Consignes de l'exercice:
(1) Dans le texte consacré à Sacha, à quel saint la petite paroisse de banlieue parisienne est-elle dédiée ?
(2) Poursuivez, s'il vous plaît, le texte consacré à Sacha à partir de sa dernière phrase.

== Extrait choisi

C'était il y a plusieurs mois, avant l'été.
J'aurais voulu en parler alors… mais je n'ai pas pu, pas réussi.
Il y a des gens, comme ça, qui marquent votre vie, qui accompagnent des moments simples, et des moments charnières. Il était comme ça, Sacha.
Un chêne, vous dis-je. Grand, droit, massif. Une moustache accompagnant un sourire bienveillant.
Russe, bien sûr, jusqu'au bout des ongles ; mais français, aussi, jusqu'au fond de la moelle ; sans contradiction, sans crispation, sans exclusivisme. Et orthodoxe. Marguillier de sa petite paroisse en banlieue parisienne, petite paroisse dédiée à St Séraphim de Sarov.
Il m'avait accueilli, moi le jeune protestant évangélique, pour me loger dans le micro-presbytère de la paroisse, le temps que l'association où je devais passer vingt-quatre mois pour cause d'Objection de Conscience s'organise pour me loger. Et comme la Pâques était là, il m'invita à l'Office nocturne si lumineux.
Toujours bienveillant, il avait le sens de la formule. Ainsi, un soir que nous étions à discuter dehors je le vis saluer un homme coiffé d'une kippa, puis se tournant vers moi il me dit : "Après tout, Jésus et sa Mère étaient Juifs ; ce sont donc des cousins".
Je l'aimais bien, cette paroisse, j'y étais bien. Et même, il arrivait que l'on me demande de lire les offices de Tierce et Sexte, avant la Liturgie. Liturgie à laquelle je participais sans communier, moi le protestant. Et puis, un jour, nous avons franchi le pas : chrismation pour Dame mon épouse et moi-même, baptême pour notre première fille.
Le choses n'ayant qu'un temps, il nous a fallu partir pour d'autres cieux, plus au sud. Mais nous avons gardé contact.
Notre seconde fille étant née, nous lui avons demandé s'il acceptait d'en être le parrain. Il opina.
Du coup, possédant un chalet dans une petite station de ski savoyarde, il convia régulièrement sa filleule et ses parents et sœur à venir à la neige. C'est là qu'une fois je l'interrogeai sur un auteur qui suscitait ma curiosité, un certain Vladimir Volkoff dont j'avais lu, quelque part, qu'il aurait travaillé avec les Services de Renseignement français. Ma question était innocente. Juste, puisque Sacha connaissait plein de monde dans le milieu orthodoxe russe français, peut-être savait-il quelque chose. Sa réponse me laissa songeur : "Il y a, dans certains de ses livres, des descriptions de lieux au niveau des Services de Renseignements qu'il n'aurait pas pu décrire aussi justement s'il n'y avait pas été." Je restai coi. Il me fallu presque une année avant d'oser lui demander comment il pouvait savoir cela. Sa réponse fut simple : durant son service militaire, il avait été affecté au service de traduction de Deuxième Bureau. Voila, c'était aussi simple que ça. Et il m'expliqua un certain nombre de procédures liées aux échanges entre services des différentes nations coopérant entre elles.

====
== Enregistrements fournis

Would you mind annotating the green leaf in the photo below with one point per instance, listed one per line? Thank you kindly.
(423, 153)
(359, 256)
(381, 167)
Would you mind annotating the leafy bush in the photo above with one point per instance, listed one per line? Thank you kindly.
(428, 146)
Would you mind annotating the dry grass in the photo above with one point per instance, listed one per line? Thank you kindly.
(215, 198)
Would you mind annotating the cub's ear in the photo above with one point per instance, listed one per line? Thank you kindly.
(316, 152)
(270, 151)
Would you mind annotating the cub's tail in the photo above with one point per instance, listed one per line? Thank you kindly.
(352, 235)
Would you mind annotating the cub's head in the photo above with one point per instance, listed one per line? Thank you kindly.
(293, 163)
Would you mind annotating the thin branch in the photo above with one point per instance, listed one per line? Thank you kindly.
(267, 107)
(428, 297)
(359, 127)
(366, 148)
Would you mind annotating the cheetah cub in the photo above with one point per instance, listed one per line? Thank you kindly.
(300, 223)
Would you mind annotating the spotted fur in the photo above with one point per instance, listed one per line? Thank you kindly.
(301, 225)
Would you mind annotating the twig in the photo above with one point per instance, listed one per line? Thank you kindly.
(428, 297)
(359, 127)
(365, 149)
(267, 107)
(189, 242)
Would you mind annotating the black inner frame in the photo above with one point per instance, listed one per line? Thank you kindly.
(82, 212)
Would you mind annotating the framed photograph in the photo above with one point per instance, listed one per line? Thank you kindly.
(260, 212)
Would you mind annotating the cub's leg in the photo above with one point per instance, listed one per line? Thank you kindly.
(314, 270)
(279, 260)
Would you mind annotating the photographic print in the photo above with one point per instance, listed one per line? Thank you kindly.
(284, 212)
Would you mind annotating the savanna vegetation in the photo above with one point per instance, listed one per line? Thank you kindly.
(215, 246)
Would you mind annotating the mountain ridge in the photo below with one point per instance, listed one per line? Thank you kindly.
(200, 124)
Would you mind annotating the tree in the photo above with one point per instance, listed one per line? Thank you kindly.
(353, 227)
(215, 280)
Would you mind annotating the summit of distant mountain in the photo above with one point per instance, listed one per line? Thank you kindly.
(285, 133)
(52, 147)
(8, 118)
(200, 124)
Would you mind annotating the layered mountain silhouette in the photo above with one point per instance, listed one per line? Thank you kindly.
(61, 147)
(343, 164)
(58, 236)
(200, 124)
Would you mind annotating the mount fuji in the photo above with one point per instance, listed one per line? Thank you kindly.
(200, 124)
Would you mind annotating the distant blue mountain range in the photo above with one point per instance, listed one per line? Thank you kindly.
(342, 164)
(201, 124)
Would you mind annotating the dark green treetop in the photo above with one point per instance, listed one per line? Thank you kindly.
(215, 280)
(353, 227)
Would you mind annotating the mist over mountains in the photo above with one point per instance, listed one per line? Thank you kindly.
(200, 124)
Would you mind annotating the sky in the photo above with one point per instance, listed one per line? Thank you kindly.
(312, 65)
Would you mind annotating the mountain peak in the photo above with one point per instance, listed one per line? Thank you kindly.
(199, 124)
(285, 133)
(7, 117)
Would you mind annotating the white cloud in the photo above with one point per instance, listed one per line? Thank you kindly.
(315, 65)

====

Réponses attendues:
(1) À saint Séraphim de Sarov.

(2)
Il me parlait aussi de son père, officier de la garde du Tsar, pilote de bombardier sur Ilya-Mouromets durant la guerre de 14, qui avait dû quitter la Russie pour arriver en France, et qui, plus de cinquante ans plus tard, lorsqu'on lui demandait s'il était vrai qu'il avait été officier du Tsar répondait avec fierté "Comment ça, si j'ai été ? Je n'ai jamais été dégradé que je sache : je suis officier de la garde !"
D'ailleurs, les avions, c'était un truc de famille. Lui, les avions, il ne les pilotait pas, il les vendait. Des années durant il fut chargé des relations commerciales de Dassault avec l'URSS.
Il aimait aussi le bois, et avant que nous quittions la région parisienne, nous offrit un superbe (et immense !) moule à paskha gravé à l'intérieur qu'il avait fabriqué à notre intention, moule qui fut copieusement utilisé à chaque fois que nous avons eu de fortes tablées pascales à nourrir. Une autre année, ce fut une sorte de plateau rond gravé sur le pourtour de ces mots : "не смотри на меня так". Je lui suggérai, pour une prochaine production, d'adjoindre un petit miroir circulaire, au milieu de l'inscription…
Et puis, c'est aussi à lui que je dois d'avoir osé avancer dans le domaine des écrits arabes chrétiens : j'étais tombé sur la traduction russe de plusieurs opuscules grecs de mon bon Théodore Abu Qurrah, et sans rechigner à la difficulté il m'en avait donné une version française tout à fait honnête, tout en me signifiant ses réserves sur tel de ces opuscules qu'il jugeait – avec raison – outrancièrement injurieux. Cette traduction en main, je me sentis plus assuré pour avancer dans ce domaine qui m'était, à ce moment terra incognita.
Bref, Sacha, c'était tout cela, et bien plus encore. Des années où j'ai appris beaucoup (même si je n'ai sans doute pas retenu l'essentiel, hélas).
Ce début d'année, ne parvenant pas à le joindre, j'ai lancé une petite enquête : il avait fait un séjour, avec son épouse, en maison de retraite avant de revenir dans sa maison. Sans faire ni une ni deux, nous nous sommes lancés, avec Dame mon épouse, dans l'expédition de monter les voir, pressentant que le temps devenait court.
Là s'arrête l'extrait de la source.